▼
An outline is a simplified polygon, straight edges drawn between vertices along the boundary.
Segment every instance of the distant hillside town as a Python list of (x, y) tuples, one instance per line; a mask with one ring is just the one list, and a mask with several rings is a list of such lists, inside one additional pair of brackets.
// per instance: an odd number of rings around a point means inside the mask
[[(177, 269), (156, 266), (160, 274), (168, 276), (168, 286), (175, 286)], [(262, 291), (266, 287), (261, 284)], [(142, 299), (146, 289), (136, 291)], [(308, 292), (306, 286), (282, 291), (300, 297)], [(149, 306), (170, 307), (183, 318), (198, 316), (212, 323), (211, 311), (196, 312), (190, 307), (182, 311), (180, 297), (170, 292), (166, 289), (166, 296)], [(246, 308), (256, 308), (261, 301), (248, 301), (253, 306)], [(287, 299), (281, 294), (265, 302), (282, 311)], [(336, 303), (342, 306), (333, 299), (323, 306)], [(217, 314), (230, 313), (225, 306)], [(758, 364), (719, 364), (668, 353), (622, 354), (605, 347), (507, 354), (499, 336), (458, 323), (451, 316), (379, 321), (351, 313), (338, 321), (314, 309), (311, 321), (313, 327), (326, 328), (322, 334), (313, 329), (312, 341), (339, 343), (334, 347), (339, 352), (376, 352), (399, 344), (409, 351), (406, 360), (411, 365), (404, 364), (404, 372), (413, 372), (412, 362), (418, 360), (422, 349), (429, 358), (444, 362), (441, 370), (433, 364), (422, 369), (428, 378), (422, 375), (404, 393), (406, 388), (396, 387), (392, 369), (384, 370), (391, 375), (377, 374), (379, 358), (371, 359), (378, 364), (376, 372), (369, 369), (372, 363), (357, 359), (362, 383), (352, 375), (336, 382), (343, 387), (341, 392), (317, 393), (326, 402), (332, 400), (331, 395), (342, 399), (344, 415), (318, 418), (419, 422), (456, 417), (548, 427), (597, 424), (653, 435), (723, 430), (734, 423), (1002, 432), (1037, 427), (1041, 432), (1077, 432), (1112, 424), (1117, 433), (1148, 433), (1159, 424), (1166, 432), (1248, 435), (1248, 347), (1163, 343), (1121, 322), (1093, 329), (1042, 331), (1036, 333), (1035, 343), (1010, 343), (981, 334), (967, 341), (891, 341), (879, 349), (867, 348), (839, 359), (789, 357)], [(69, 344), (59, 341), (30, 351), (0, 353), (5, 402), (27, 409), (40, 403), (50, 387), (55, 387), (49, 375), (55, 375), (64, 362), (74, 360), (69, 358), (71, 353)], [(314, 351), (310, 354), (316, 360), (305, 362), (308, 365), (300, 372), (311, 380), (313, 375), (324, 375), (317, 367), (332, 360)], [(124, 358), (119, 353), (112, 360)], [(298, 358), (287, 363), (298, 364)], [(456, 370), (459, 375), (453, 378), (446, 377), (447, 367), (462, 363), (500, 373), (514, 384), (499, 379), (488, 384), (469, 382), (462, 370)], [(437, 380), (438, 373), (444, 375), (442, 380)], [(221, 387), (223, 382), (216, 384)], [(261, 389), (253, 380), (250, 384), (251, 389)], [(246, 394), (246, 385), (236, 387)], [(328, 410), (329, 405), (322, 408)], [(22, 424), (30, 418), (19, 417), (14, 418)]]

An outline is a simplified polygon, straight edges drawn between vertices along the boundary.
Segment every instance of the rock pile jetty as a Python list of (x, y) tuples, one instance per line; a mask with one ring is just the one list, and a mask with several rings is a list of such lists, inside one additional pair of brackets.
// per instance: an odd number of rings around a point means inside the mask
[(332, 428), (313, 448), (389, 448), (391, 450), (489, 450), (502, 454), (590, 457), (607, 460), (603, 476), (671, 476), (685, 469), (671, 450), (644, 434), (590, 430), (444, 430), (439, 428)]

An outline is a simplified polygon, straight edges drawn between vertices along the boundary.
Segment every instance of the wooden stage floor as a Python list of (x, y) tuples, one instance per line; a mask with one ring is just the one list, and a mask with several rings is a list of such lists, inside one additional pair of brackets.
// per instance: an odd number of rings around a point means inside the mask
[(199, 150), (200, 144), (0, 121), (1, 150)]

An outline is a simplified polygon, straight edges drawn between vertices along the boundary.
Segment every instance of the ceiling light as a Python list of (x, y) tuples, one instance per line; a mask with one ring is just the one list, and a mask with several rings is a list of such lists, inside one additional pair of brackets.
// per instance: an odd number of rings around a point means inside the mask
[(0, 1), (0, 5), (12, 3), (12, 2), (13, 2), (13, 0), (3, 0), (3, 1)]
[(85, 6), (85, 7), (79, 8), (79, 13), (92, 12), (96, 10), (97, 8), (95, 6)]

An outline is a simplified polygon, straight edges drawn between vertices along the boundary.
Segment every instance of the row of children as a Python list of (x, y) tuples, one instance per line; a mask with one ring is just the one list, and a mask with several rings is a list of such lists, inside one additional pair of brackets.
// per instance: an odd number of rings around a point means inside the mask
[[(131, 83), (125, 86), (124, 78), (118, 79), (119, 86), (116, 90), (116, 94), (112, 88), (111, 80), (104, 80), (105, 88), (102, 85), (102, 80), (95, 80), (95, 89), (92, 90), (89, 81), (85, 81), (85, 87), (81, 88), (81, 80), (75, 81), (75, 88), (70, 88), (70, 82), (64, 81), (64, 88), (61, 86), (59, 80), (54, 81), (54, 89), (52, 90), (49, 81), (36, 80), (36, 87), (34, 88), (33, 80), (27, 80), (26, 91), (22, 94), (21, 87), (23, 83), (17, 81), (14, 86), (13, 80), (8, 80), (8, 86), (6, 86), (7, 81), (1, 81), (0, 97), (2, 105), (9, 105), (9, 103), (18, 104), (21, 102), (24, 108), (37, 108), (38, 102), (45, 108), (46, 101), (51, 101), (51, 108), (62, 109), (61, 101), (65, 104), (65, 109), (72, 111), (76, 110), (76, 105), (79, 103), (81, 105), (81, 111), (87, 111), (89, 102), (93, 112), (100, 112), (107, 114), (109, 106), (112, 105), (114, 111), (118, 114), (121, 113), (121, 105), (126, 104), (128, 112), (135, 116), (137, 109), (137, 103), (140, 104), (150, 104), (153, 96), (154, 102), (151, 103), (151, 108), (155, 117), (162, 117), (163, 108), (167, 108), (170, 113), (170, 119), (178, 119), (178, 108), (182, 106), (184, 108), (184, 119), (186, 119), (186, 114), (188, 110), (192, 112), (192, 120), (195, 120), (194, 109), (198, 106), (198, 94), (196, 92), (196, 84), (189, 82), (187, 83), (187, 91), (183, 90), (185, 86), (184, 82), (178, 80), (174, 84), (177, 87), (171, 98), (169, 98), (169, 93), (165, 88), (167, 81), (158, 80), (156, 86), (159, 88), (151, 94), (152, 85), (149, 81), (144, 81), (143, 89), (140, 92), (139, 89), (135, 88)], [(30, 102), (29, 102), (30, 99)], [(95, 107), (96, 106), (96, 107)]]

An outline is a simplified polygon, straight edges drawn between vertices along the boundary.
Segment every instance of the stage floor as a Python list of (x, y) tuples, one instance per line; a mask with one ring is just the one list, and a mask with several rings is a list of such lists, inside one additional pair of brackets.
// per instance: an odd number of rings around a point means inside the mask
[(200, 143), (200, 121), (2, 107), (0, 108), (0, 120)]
▲
题目 -
把上面清单里的每一行一字不差地重新抄写一遍。

回答 -
An outline is a simplified polygon, straight edges drawn between vertices along the boundary.
Segment every instance of the distant hillside town as a Python list of (x, y) tuples, one instance per line; a mask with one ring is just the one list, and a mask with several rings is a list of such lists, inside one additional pair of brackets.
// per instance: an odd number of rings around a point means inside the mask
[[(177, 269), (156, 266), (160, 274), (168, 276), (168, 286), (175, 286)], [(262, 291), (266, 287), (261, 284)], [(142, 299), (146, 289), (136, 291)], [(308, 292), (306, 286), (282, 291), (300, 297)], [(149, 306), (170, 307), (183, 318), (198, 316), (212, 323), (211, 311), (196, 312), (190, 307), (182, 311), (180, 297), (170, 292), (166, 289), (166, 296)], [(246, 308), (256, 308), (261, 301), (248, 301), (253, 306)], [(287, 299), (281, 294), (265, 302), (282, 311)], [(336, 303), (342, 306), (333, 299), (323, 306)], [(217, 314), (230, 313), (225, 306)], [(758, 364), (719, 364), (668, 353), (622, 354), (605, 347), (507, 354), (499, 336), (458, 323), (451, 316), (379, 321), (351, 313), (338, 321), (314, 309), (311, 321), (313, 327), (326, 328), (322, 334), (313, 329), (312, 341), (339, 343), (334, 347), (339, 352), (376, 352), (399, 344), (409, 351), (406, 360), (411, 365), (404, 364), (404, 372), (413, 372), (412, 362), (418, 360), (422, 349), (429, 358), (444, 362), (441, 370), (433, 364), (422, 369), (428, 378), (422, 375), (404, 393), (406, 388), (396, 387), (392, 369), (384, 370), (391, 375), (377, 374), (379, 358), (371, 359), (378, 364), (376, 372), (369, 369), (372, 363), (357, 359), (362, 383), (352, 375), (336, 382), (343, 387), (341, 392), (317, 393), (326, 402), (332, 400), (331, 395), (342, 399), (344, 415), (318, 418), (419, 422), (456, 417), (548, 427), (597, 424), (653, 435), (723, 430), (734, 423), (1002, 432), (1037, 427), (1041, 432), (1077, 432), (1112, 424), (1117, 433), (1148, 433), (1159, 424), (1166, 432), (1248, 435), (1248, 347), (1163, 343), (1121, 322), (1093, 329), (1042, 331), (1036, 333), (1035, 343), (1010, 343), (981, 334), (967, 341), (891, 341), (879, 349), (867, 348), (839, 359), (789, 357)], [(69, 344), (59, 341), (30, 351), (0, 353), (5, 402), (27, 409), (40, 403), (50, 387), (55, 387), (49, 375), (55, 375), (64, 362), (74, 360), (69, 358), (71, 353)], [(314, 351), (310, 354), (316, 360), (305, 362), (308, 365), (300, 372), (311, 380), (313, 375), (324, 375), (317, 367), (332, 360)], [(124, 358), (119, 353), (112, 360)], [(298, 358), (287, 363), (298, 364)], [(456, 370), (459, 375), (453, 378), (446, 377), (447, 367), (462, 363), (500, 373), (514, 384), (499, 379), (488, 384), (469, 382), (462, 370)], [(437, 380), (438, 373), (444, 375), (442, 380)], [(221, 387), (223, 382), (216, 384)], [(261, 389), (253, 380), (250, 384), (251, 389)], [(246, 394), (246, 385), (236, 387)], [(328, 410), (329, 405), (322, 408)], [(22, 424), (30, 418), (19, 417), (14, 418)]]

An outline is a simplified polygon, straight edges drawn between vertices along the boundary.
Segment every instance of the rock pile jetty as a Python list of (x, y) tuples, one instance per line; a mask with one ring is just the one list, and a mask with several rings is a list of such lists, inside one additional pair of brackets.
// per instance: an odd number of rings around a point means inside the mask
[(332, 428), (313, 448), (389, 448), (391, 450), (489, 450), (502, 454), (590, 457), (607, 460), (603, 476), (671, 476), (685, 469), (671, 450), (644, 434), (590, 430), (444, 430), (439, 428)]

An outline is a simplified polygon, straight edges drawn between vertices along the boundary.
Segment every instance of the wooden stage floor as a Python list of (x, y) tuples, one instance per line; a mask with one ring is just the one list, and a mask with several rings is a list of such lists, inside one additional pair of brackets.
// per instance: an odd number of rings around a point means inside the mask
[(199, 150), (200, 144), (0, 121), (1, 150)]

An outline is a simplified polygon, straight edges drawn between vertices along the boundary.
Segment every instance of the ceiling light as a Python list of (x, y) tuples, one instance per line; a mask with one ring is just the one list, and a mask with several rings is a list of such lists, inside one additional pair of brackets.
// per instance: an odd number of rings around a point means inside the mask
[(0, 1), (0, 5), (12, 3), (12, 2), (13, 2), (13, 0), (3, 0), (3, 1)]
[(85, 6), (85, 7), (79, 8), (79, 13), (92, 12), (96, 10), (97, 8), (95, 6)]

An outline is a simplified polygon, straight edges drawn between vertices along the boundary.
Segment every instance of the row of children as a Python list of (x, y) tuples, one instance per line; a mask with one ring is just the one list, and a mask with several rings is a list of such lists, inside one additional pair of brackets.
// per instance: an odd number of rings around a point means inside the mask
[[(131, 83), (125, 86), (124, 78), (118, 79), (119, 86), (116, 90), (116, 94), (112, 88), (111, 80), (104, 80), (105, 88), (102, 85), (102, 80), (95, 80), (95, 89), (92, 90), (89, 81), (85, 81), (85, 87), (81, 88), (81, 80), (75, 81), (75, 88), (70, 88), (70, 82), (64, 81), (64, 88), (61, 86), (59, 80), (54, 81), (54, 89), (52, 90), (49, 81), (36, 80), (36, 87), (34, 88), (33, 80), (27, 80), (26, 91), (22, 94), (21, 87), (23, 83), (17, 81), (14, 86), (13, 80), (8, 80), (8, 86), (6, 86), (7, 81), (1, 81), (0, 97), (2, 105), (9, 105), (9, 103), (18, 104), (21, 102), (24, 108), (37, 108), (38, 102), (45, 108), (46, 101), (51, 101), (51, 108), (62, 109), (61, 101), (65, 104), (65, 109), (72, 111), (76, 110), (76, 105), (79, 103), (81, 105), (81, 111), (87, 111), (89, 102), (93, 112), (100, 112), (107, 114), (109, 106), (112, 105), (114, 111), (118, 114), (121, 113), (121, 105), (126, 104), (128, 112), (135, 116), (137, 109), (137, 103), (140, 104), (150, 104), (153, 96), (154, 102), (151, 103), (151, 108), (155, 117), (162, 117), (163, 108), (167, 108), (170, 113), (170, 119), (178, 119), (178, 108), (182, 106), (184, 108), (184, 119), (186, 119), (186, 114), (188, 110), (192, 112), (192, 120), (195, 120), (194, 109), (198, 106), (198, 94), (196, 92), (196, 84), (189, 82), (187, 83), (187, 91), (183, 90), (185, 86), (184, 82), (178, 80), (174, 84), (177, 87), (171, 98), (169, 98), (169, 93), (165, 88), (167, 81), (158, 80), (156, 86), (159, 88), (151, 94), (152, 85), (149, 81), (144, 81), (143, 89), (140, 92), (139, 89), (135, 88)], [(30, 102), (29, 102), (30, 99)], [(95, 107), (96, 106), (96, 107)]]

An outline is a simplified polygon, straight edges drawn between vertices along the boundary.
Segment every instance of the stage floor as a Python list of (x, y) tuples, one instance per line; a mask with one ring is just the one list, and a mask with several rings is a list of such lists, inside one additional pair of brackets.
// per instance: an odd number of rings around a point means inside the mask
[(200, 143), (200, 121), (2, 107), (0, 108), (0, 120)]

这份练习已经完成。